→ TEXTAUSSCHNITT:
+===+
Borussia Mönchengladbach: Köpfe, die für Ideen stehen
zuletzt aktualisiert: 16.05.2011Borussia ist in der Relegation – und die Mitgliederoffensive geht in die Offensive. Heute stellen Sie Ihre Kandidaten vor, die möglicherweise 2012 für den Aufsichtsrat kandidieren werden. Warum?
Weigand Es sind ja keine Kandidaten für den Aufsichtsrat, dazu kann sie nur Borussias Ehrenrat machen. Wir wollen einfach zeigen, dass es bei uns keine One-Man-Show ist, wie die Initiative Borussia uns vorwirft. Es sind ausgezeichnete Persönlichkeiten, die hinter unserer Idee vom Mitgliederverein stehen.
Wer ist dabei?
+===+
→ ARBEITSAUFTRAG 1:
Beantworte diese Fragen zum Textausschnitt:
(a) In welchem Jahr kandidieren die vorgestellten Personen möglicherweise für den Aufsichtsrat?
(b) Wer kann laut Weigand jemanden zum Kandidaten für den Aufsichtsrat machen?
(c) Was wirft die Initiative Borussia der Mitgliederoffensive vor?
→ ARBEITSAUFTRAG 2: Schreib die Stelle im Textausschnitt von „Weigand Es sind“ bis einschließlich „vom Mitgliederverein stehen.“ genau ab.

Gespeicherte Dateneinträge
+===+
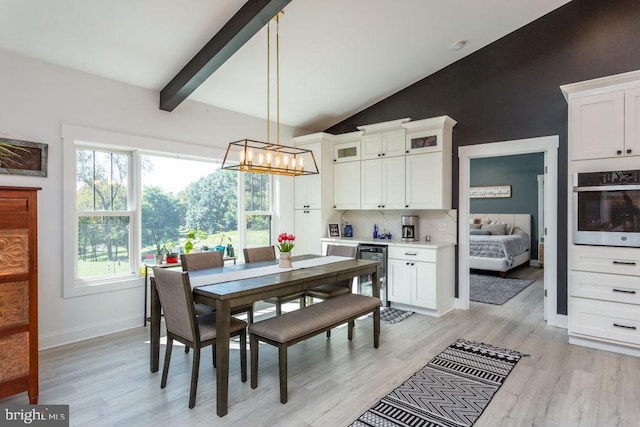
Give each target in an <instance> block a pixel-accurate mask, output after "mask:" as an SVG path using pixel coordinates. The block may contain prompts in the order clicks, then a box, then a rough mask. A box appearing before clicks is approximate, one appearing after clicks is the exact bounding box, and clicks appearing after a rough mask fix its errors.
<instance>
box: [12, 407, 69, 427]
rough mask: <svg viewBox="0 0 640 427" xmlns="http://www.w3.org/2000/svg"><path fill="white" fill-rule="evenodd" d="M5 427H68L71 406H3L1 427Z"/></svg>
mask: <svg viewBox="0 0 640 427" xmlns="http://www.w3.org/2000/svg"><path fill="white" fill-rule="evenodd" d="M4 426H7V427H9V426H46V427H68V426H69V405H7V406H4V405H3V406H0V427H4Z"/></svg>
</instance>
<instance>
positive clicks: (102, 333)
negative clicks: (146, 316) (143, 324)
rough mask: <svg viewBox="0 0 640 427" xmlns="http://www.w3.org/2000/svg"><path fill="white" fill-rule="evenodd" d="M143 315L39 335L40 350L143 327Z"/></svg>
mask: <svg viewBox="0 0 640 427" xmlns="http://www.w3.org/2000/svg"><path fill="white" fill-rule="evenodd" d="M142 317H143V316H142V315H141V314H139V315H136V316H128V317H123V318H120V319H113V320H110V321H108V322H102V323H95V324H90V325H84V326H81V327H78V328H71V329H66V330H62V331H56V332H53V333H50V334H40V335H39V336H38V345H39V350H45V349H48V348H53V347H59V346H61V345H66V344H71V343H74V342H78V341H84V340H88V339H91V338H96V337H100V336H103V335H109V334H113V333H116V332H120V331H125V330H127V329H132V328H136V327H138V328H139V327H142Z"/></svg>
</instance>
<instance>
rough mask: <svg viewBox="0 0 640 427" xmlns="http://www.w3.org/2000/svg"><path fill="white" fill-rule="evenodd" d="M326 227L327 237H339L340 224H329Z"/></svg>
mask: <svg viewBox="0 0 640 427" xmlns="http://www.w3.org/2000/svg"><path fill="white" fill-rule="evenodd" d="M327 228H328V231H327V233H328V235H329V237H340V224H329V225H328V226H327Z"/></svg>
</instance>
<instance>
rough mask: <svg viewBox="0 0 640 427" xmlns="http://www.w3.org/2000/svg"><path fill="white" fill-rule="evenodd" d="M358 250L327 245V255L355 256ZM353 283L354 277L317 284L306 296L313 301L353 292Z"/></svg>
mask: <svg viewBox="0 0 640 427" xmlns="http://www.w3.org/2000/svg"><path fill="white" fill-rule="evenodd" d="M356 252H357V247H356V246H345V245H327V256H329V255H335V256H343V257H349V258H355V257H356ZM352 285H353V279H349V280H343V281H340V282H337V283H331V284H327V285H320V286H316V287H315V288H311V289H307V293H306V296H307V297H308V298H310V299H311V301H312V302H313V298H317V299H322V300H325V299H329V298H333V297H337V296H338V295H344V294H348V293H351V288H352ZM327 337H331V331H330V330H329V331H327Z"/></svg>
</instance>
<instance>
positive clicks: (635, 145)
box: [624, 88, 640, 156]
mask: <svg viewBox="0 0 640 427" xmlns="http://www.w3.org/2000/svg"><path fill="white" fill-rule="evenodd" d="M624 120H625V126H624V150H625V154H626V155H629V156H640V88H637V89H631V90H627V91H625V93H624Z"/></svg>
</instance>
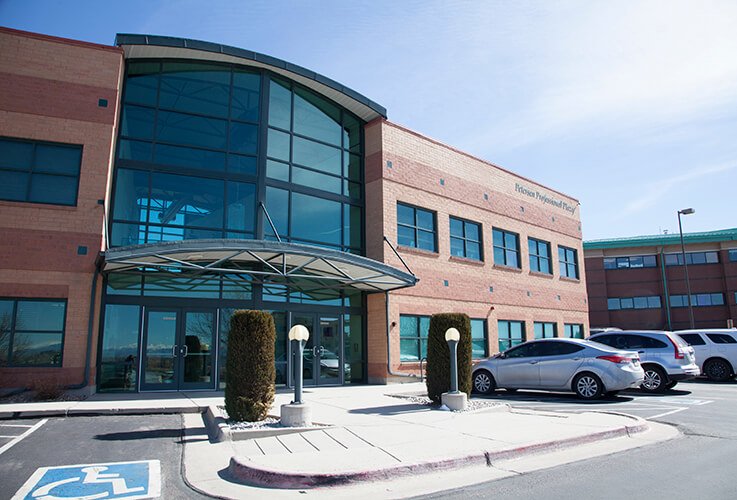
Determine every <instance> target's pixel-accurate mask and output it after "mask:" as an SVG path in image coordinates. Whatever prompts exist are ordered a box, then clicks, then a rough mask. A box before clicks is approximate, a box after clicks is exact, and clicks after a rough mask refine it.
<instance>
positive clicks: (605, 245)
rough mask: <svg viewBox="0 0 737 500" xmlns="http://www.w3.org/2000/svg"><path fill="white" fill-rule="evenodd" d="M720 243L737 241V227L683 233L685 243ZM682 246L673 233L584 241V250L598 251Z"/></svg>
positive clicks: (678, 236)
mask: <svg viewBox="0 0 737 500" xmlns="http://www.w3.org/2000/svg"><path fill="white" fill-rule="evenodd" d="M719 241H737V227H735V228H731V229H721V230H719V231H707V232H703V233H683V242H684V243H715V242H719ZM680 244H681V237H680V235H679V234H678V233H671V234H655V235H649V236H633V237H630V238H612V239H608V240H591V241H584V243H583V249H584V250H596V249H604V248H628V247H650V246H667V245H680Z"/></svg>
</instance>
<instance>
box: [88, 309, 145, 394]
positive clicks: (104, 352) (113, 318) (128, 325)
mask: <svg viewBox="0 0 737 500" xmlns="http://www.w3.org/2000/svg"><path fill="white" fill-rule="evenodd" d="M140 317H141V308H140V306H127V305H117V304H115V305H107V306H105V326H104V328H103V332H102V348H101V352H100V372H99V379H98V384H97V387H98V389H99V390H100V392H107V391H115V392H119V391H120V392H134V391H136V390H137V384H138V352H139V349H138V348H139V346H138V333H139V329H140Z"/></svg>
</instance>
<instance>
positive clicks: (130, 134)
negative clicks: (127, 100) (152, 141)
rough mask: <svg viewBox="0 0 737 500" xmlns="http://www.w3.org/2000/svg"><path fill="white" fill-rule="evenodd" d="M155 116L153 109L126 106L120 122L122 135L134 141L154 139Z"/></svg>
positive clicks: (149, 139)
mask: <svg viewBox="0 0 737 500" xmlns="http://www.w3.org/2000/svg"><path fill="white" fill-rule="evenodd" d="M154 116H155V111H154V110H153V109H149V108H142V107H140V106H132V105H126V106H125V107H124V108H123V118H121V120H120V135H121V136H123V137H130V138H133V139H148V140H151V139H153V137H154Z"/></svg>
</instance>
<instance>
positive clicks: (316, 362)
mask: <svg viewBox="0 0 737 500" xmlns="http://www.w3.org/2000/svg"><path fill="white" fill-rule="evenodd" d="M340 320H341V318H340V316H339V315H334V316H332V315H317V314H303V313H295V314H293V315H292V324H291V326H294V325H303V326H305V327H307V329H308V330H309V331H310V338H309V340H307V342H306V343H305V347H304V352H303V358H304V359H303V361H302V363H303V367H302V373H303V377H304V379H303V383H304V385H338V384H342V383H343V369H342V367H343V366H344V363H343V356H342V352H343V350H342V349H341V335H340V332H341V329H340ZM291 326H290V328H291ZM290 348H291V346H290ZM295 355H296V353H293V354H292V356H295ZM292 366H294V365H292ZM290 382H291V385H294V379H293V378H292V380H291V381H290Z"/></svg>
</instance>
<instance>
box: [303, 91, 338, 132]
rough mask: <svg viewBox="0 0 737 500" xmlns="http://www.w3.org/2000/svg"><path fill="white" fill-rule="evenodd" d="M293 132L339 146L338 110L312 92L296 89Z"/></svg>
+===+
→ LÖSUNG 1:
(a) 2012
(b) Nur Borussias Ehrenrat
(c) Dass es bei ihr eine One-Man-Show sei

→ LÖSUNG 2:
Weigand Es sind ja keine Kandidaten für den Aufsichtsrat, dazu kann sie nur Borussias Ehrenrat machen. Wir wollen einfach zeigen, dass es bei uns keine One-Man-Show ist, wie die Initiative Borussia uns vorwirft. Es sind ausgezeichnete Persönlichkeiten, die hinter unserer Idee vom Mitgliederverein stehen.